STATED GOAL:
Copy the lines below without any changes.

— begin SUPPLIED RECORDS —

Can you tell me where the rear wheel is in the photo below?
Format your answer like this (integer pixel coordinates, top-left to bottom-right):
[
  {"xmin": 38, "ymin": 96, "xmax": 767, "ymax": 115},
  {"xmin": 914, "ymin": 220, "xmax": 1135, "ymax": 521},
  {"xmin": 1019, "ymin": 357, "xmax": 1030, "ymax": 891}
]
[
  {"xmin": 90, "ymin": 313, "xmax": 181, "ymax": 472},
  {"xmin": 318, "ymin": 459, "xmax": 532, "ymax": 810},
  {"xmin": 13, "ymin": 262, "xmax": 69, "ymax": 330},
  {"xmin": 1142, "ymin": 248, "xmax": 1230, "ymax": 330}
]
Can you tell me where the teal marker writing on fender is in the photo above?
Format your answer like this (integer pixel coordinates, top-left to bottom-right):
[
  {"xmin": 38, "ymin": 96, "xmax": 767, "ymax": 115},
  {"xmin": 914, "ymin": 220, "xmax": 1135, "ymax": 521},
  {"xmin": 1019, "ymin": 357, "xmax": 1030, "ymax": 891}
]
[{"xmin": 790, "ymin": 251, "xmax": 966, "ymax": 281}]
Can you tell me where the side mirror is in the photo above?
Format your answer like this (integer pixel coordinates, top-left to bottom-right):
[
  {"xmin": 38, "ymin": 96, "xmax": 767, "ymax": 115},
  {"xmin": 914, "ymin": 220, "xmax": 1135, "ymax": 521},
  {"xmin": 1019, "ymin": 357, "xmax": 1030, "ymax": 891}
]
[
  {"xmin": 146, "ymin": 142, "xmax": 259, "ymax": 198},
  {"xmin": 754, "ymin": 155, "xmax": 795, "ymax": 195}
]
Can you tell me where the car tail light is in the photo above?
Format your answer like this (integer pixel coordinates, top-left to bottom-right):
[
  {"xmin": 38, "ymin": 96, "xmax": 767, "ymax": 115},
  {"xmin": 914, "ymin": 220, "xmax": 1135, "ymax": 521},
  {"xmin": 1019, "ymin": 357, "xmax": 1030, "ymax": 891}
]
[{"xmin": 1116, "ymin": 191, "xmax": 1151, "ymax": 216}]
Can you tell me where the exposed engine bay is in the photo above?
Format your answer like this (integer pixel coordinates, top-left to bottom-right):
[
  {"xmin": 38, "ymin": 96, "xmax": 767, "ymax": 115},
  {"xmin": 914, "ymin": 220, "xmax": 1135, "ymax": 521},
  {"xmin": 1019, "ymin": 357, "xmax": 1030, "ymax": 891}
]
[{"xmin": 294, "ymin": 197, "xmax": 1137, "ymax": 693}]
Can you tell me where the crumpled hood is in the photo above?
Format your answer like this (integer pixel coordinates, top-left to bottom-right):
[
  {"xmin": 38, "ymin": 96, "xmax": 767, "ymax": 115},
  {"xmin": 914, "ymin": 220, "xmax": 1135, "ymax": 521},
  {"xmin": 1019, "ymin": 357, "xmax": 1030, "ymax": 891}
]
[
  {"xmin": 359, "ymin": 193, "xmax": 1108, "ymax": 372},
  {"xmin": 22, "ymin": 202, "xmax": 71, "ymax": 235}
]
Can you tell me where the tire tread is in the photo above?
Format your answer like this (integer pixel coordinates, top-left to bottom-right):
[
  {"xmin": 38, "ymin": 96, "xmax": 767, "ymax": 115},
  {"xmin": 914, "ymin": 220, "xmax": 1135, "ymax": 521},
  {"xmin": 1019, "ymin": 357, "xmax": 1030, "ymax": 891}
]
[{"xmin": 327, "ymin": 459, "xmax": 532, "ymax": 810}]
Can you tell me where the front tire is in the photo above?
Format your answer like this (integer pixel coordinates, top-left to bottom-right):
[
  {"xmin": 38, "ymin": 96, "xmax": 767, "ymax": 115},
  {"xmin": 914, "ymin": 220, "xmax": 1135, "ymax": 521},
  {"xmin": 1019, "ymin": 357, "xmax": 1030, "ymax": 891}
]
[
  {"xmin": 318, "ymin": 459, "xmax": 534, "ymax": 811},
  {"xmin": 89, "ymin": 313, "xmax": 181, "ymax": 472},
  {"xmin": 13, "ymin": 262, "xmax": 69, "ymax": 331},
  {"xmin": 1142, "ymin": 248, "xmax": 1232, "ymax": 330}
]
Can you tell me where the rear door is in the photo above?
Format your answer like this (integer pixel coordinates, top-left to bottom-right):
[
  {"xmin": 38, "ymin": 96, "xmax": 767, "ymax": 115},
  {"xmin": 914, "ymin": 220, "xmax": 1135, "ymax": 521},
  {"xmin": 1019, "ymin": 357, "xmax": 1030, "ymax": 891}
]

— end SUPPLIED RECORDS —

FINISHED ANSWER:
Can you tell me where the rear wheel is in the photo below?
Format your answer like this (integer pixel coordinates, top-left to bottom-right):
[
  {"xmin": 38, "ymin": 96, "xmax": 767, "ymax": 115},
  {"xmin": 914, "ymin": 220, "xmax": 1135, "ymax": 521},
  {"xmin": 1019, "ymin": 357, "xmax": 1030, "ymax": 891}
]
[
  {"xmin": 90, "ymin": 313, "xmax": 181, "ymax": 472},
  {"xmin": 318, "ymin": 459, "xmax": 532, "ymax": 810},
  {"xmin": 13, "ymin": 262, "xmax": 69, "ymax": 330},
  {"xmin": 1142, "ymin": 248, "xmax": 1230, "ymax": 330}
]
Can you tell me where the teal marker writing on fender is in the photo above?
Format your answer like this (integer pixel coordinates, top-left to bottom-right):
[
  {"xmin": 38, "ymin": 96, "xmax": 767, "ymax": 115},
  {"xmin": 914, "ymin": 220, "xmax": 1135, "ymax": 521},
  {"xmin": 1019, "ymin": 357, "xmax": 1030, "ymax": 891}
]
[{"xmin": 790, "ymin": 251, "xmax": 966, "ymax": 281}]
Can you tell me where the side mirror is in the photo above?
Format your answer like this (integer pixel coordinates, top-left to bottom-right):
[
  {"xmin": 38, "ymin": 96, "xmax": 767, "ymax": 115},
  {"xmin": 914, "ymin": 220, "xmax": 1135, "ymax": 521},
  {"xmin": 1019, "ymin": 357, "xmax": 1030, "ymax": 891}
]
[
  {"xmin": 146, "ymin": 142, "xmax": 259, "ymax": 198},
  {"xmin": 754, "ymin": 155, "xmax": 795, "ymax": 195}
]
Can you tell me where the car tail light is in the photo above?
Format your answer like this (integer pixel coordinates, top-left to bottom-right):
[
  {"xmin": 38, "ymin": 96, "xmax": 767, "ymax": 115},
  {"xmin": 914, "ymin": 220, "xmax": 1135, "ymax": 521},
  {"xmin": 1019, "ymin": 357, "xmax": 1030, "ymax": 891}
]
[{"xmin": 1116, "ymin": 191, "xmax": 1151, "ymax": 216}]
Can you tell me where the exposed engine bay is in the photo above?
Format your answer like this (integer pixel coordinates, top-left to bottom-right):
[
  {"xmin": 38, "ymin": 96, "xmax": 767, "ymax": 115},
  {"xmin": 914, "ymin": 220, "xmax": 1135, "ymax": 521},
  {"xmin": 1019, "ymin": 357, "xmax": 1030, "ymax": 891}
]
[{"xmin": 294, "ymin": 197, "xmax": 1137, "ymax": 693}]
Can you tell me where the crumpled hood is in the photo above?
Format your answer like this (integer pixel coordinates, top-left to bottom-right):
[
  {"xmin": 38, "ymin": 96, "xmax": 767, "ymax": 115},
  {"xmin": 914, "ymin": 220, "xmax": 1135, "ymax": 521},
  {"xmin": 1019, "ymin": 357, "xmax": 1030, "ymax": 891}
]
[
  {"xmin": 359, "ymin": 193, "xmax": 1108, "ymax": 372},
  {"xmin": 22, "ymin": 202, "xmax": 71, "ymax": 235}
]
Can you tell me where the tire tread is in the photo above?
Format your answer like this (integer pixel coordinates, top-left to bottom-right):
[
  {"xmin": 38, "ymin": 96, "xmax": 767, "ymax": 115},
  {"xmin": 914, "ymin": 220, "xmax": 1135, "ymax": 521},
  {"xmin": 1019, "ymin": 357, "xmax": 1030, "ymax": 891}
]
[{"xmin": 327, "ymin": 459, "xmax": 532, "ymax": 810}]
Can you tell me where the front tire is in the photo above?
Format your answer like this (integer pixel coordinates, top-left to bottom-right):
[
  {"xmin": 38, "ymin": 96, "xmax": 767, "ymax": 115},
  {"xmin": 914, "ymin": 220, "xmax": 1135, "ymax": 521},
  {"xmin": 1019, "ymin": 357, "xmax": 1030, "ymax": 891}
]
[
  {"xmin": 318, "ymin": 459, "xmax": 534, "ymax": 811},
  {"xmin": 89, "ymin": 313, "xmax": 181, "ymax": 472},
  {"xmin": 13, "ymin": 262, "xmax": 69, "ymax": 331},
  {"xmin": 1142, "ymin": 248, "xmax": 1232, "ymax": 330}
]
Can you tell me where the rear door is in the photo above?
Format your answer like this (integer pixel coordinates, top-left to bottom-right):
[
  {"xmin": 38, "ymin": 96, "xmax": 767, "ymax": 115},
  {"xmin": 914, "ymin": 220, "xmax": 1135, "ymax": 521},
  {"xmin": 1019, "ymin": 357, "xmax": 1030, "ymax": 891}
]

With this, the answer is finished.